(DATA EXTRACT)
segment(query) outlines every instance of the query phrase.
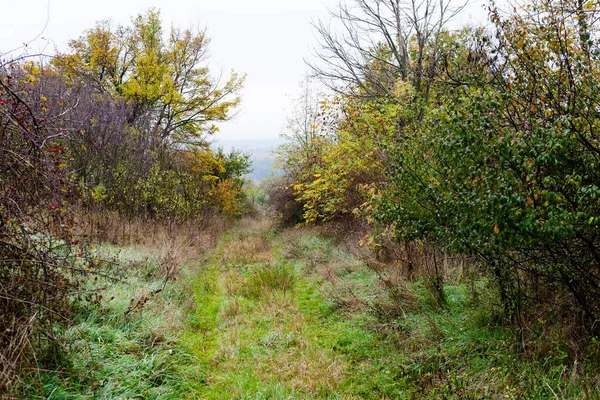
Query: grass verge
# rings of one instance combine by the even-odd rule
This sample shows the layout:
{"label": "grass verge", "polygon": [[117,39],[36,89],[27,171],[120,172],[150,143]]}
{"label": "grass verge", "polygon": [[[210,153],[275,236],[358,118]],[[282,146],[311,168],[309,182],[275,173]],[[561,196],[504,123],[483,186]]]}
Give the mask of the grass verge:
{"label": "grass verge", "polygon": [[[89,288],[102,298],[76,301],[63,348],[40,360],[21,388],[28,399],[179,399],[202,377],[179,345],[193,307],[181,268],[194,259],[176,240],[155,246],[102,245],[112,270]],[[111,279],[116,277],[117,279]],[[57,333],[58,334],[58,333]]]}

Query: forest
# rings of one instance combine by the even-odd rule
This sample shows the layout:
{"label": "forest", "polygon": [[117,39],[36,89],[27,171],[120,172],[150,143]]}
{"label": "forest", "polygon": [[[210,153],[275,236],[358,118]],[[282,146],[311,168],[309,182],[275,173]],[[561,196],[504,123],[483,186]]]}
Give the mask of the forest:
{"label": "forest", "polygon": [[600,3],[466,7],[316,21],[260,183],[206,30],[2,56],[0,398],[600,398]]}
(End DATA EXTRACT)
[DESCRIPTION OF THE TASK]:
Only the text of the records belongs in your answer, repeated exactly; the pictures stay out.

[RESULT FOR THIS TASK]:
segment(query) outlines every instance of the query phrase.
Query: grass verge
# rings of one instance combine by the even-odd rule
This sample shows the layout:
{"label": "grass verge", "polygon": [[117,39],[36,89],[27,171],[120,172],[150,143]]}
{"label": "grass verge", "polygon": [[[210,153],[275,236],[358,118]],[[282,146],[311,168],[309,182],[275,173]],[[561,196],[504,123],[483,186]]]}
Give the mask of the grass verge:
{"label": "grass verge", "polygon": [[[89,288],[102,298],[76,301],[63,348],[40,360],[21,388],[28,399],[179,399],[202,377],[179,345],[193,307],[181,268],[194,259],[176,240],[155,246],[102,245],[112,270]],[[111,279],[116,277],[117,279]],[[57,333],[58,334],[58,333]]]}

Query: forest
# rings of one instance combine by the even-odd rule
This sample shows the layout:
{"label": "forest", "polygon": [[117,39],[36,89],[27,171],[120,172],[150,143]]}
{"label": "forest", "polygon": [[[210,153],[275,236],[358,118]],[[282,146],[311,168],[309,182],[275,173]],[[561,196],[504,123],[483,186]]]}
Give the mask of the forest:
{"label": "forest", "polygon": [[600,3],[466,7],[316,21],[260,183],[206,30],[2,56],[0,398],[600,398]]}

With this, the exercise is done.